═════ Document excerpt
Figure 11. TFs and ChIFNα modulate the developmental network of ARs in L. japonicas.

Conclusions

We examined the influence of heterologous expression of ChIFNα on the development of ARs in L. japonicus grown in an in vitro hydroponic system using microscopy, RNA-Seq, and qRT-PCR. We show that TP ARs exhibited more rapid and improved development than those in WT plants, with earlier root primordia formation and more root hairs. This suggests that ChIFNα expression promoted the development of ARs in L. japonicus. According to the RNA-Seq results, more DEGs were found in TPs than in WT plants. GO and KEGG enrichment indicated that the number of DEGs and pathways differed between the two varieties of plants. Co-expression analysis of the DEGs showed that 35 and 18 TFs were involved in ARs formation in TPs and WT plants, respectively. The TFs C3H and C2C2-GATA showed opposite regulatory functions in response to ChIFNα expression. This study reveals that ChIFNα is involved in the regulation of ARs development in L. japonicus, potentially by modulating developmental regulation processes through a variety of molecular networks consisting of signaling pathways and TFs. These findings improve our understanding of how IFN influences developmental regulation in plants and supports the use of this protein in plant genetic engineering.

Disclosure of interest

No potential conflict of interest was reported by the authors.

Additional information

Funding

This research was funded by the National Natural Science Foundation of China (31660685), Guizhou province science and technology plan project (20171044), and Guizhou province high-level innovative talents training project (20164024).
══════════
* _Problem to solve_
In the passage on ChIFNα and adventitious root development, rewrite the stretch from "This research was" through "training project (20164024)." with "funded" changed to "supported". The material comes from a separate source, unrelated to the passage above.
═════ Data segment
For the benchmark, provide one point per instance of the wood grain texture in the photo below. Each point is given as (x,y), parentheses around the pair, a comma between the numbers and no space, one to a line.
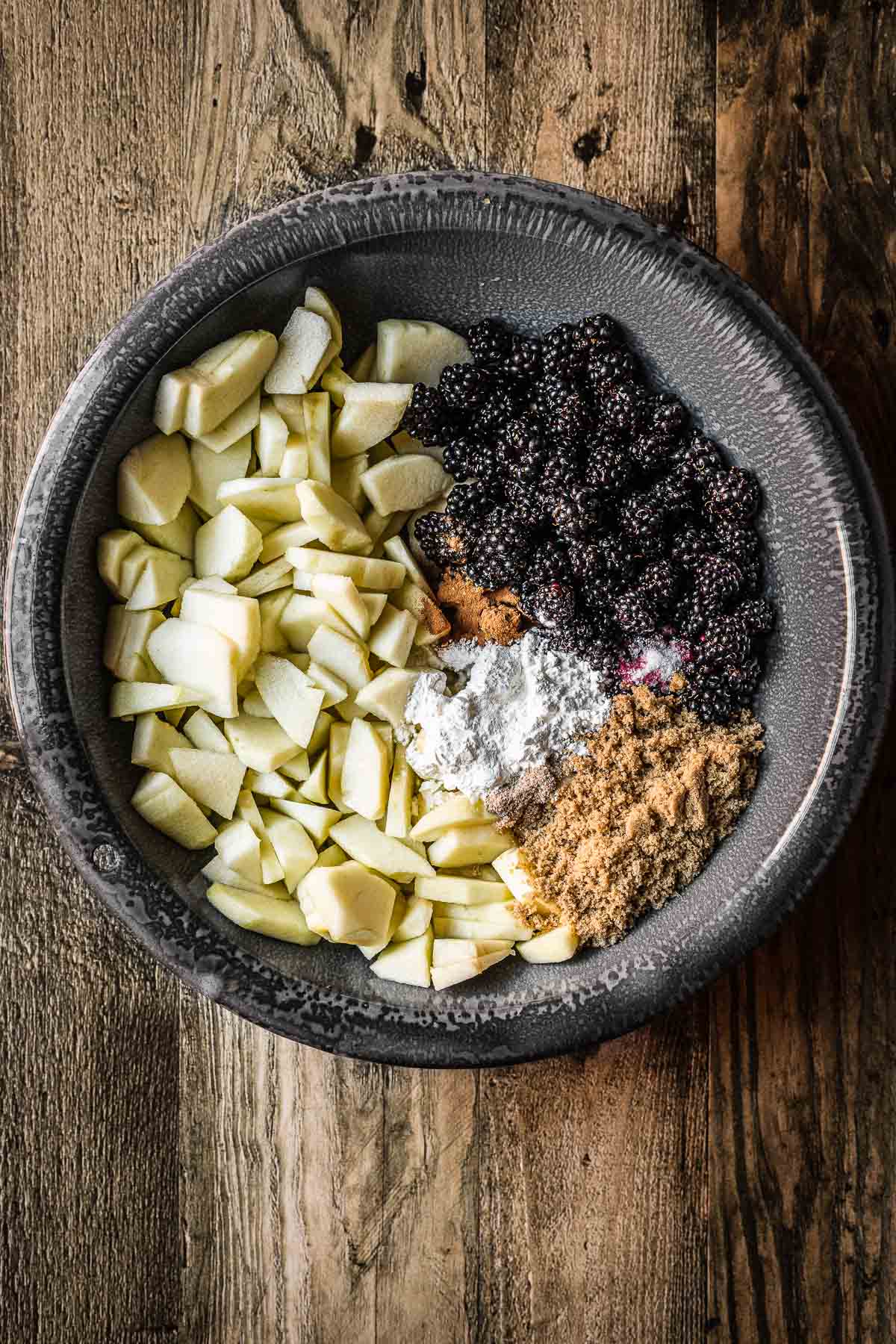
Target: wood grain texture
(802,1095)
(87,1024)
══════════
* _Answer area_
This research was supported by the National Natural Science Foundation of China (31660685), Guizhou province science and technology plan project (20171044), and Guizhou province high-level innovative talents training project (20164024).